**Work required:**
Set down all of the data that follows word for word, without the images.

**Provided records:**
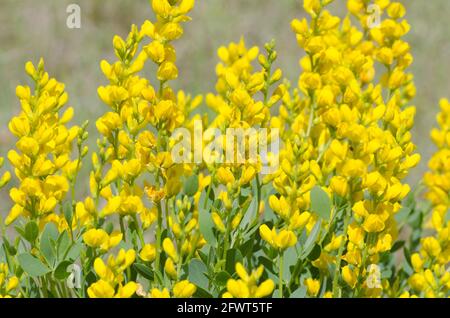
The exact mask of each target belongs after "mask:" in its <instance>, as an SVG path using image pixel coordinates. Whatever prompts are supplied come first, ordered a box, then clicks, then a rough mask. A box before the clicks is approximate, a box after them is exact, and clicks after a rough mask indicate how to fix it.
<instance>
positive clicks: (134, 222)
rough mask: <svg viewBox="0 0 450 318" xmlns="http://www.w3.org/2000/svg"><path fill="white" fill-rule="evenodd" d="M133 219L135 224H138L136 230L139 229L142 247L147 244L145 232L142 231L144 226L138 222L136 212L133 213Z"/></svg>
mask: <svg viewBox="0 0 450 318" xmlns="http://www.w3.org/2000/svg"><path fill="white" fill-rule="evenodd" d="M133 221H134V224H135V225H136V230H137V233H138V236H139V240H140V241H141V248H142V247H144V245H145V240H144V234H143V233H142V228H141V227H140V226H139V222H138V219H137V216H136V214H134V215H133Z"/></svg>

**Result below:**
The exact mask of each target belongs after "mask:" in its <instance>, as an SVG path using image pixel coordinates. Whatever prompts are supplied come first, ordered a box, then clicks, then a rough mask. A box before the clicks is approximate, a box after them is exact, and clicks after a rough mask indicate how to fix it.
<instance>
positive clicks: (134, 222)
rough mask: <svg viewBox="0 0 450 318" xmlns="http://www.w3.org/2000/svg"><path fill="white" fill-rule="evenodd" d="M133 219L135 224H138L136 230L139 229L142 247L147 244L145 232L142 231L144 226L138 222L136 212L133 213Z"/></svg>
mask: <svg viewBox="0 0 450 318" xmlns="http://www.w3.org/2000/svg"><path fill="white" fill-rule="evenodd" d="M133 221H134V224H135V225H136V230H137V233H138V236H139V240H140V241H141V248H142V247H144V245H145V240H144V234H143V233H142V228H141V227H140V226H139V222H138V219H137V216H136V214H134V215H133Z"/></svg>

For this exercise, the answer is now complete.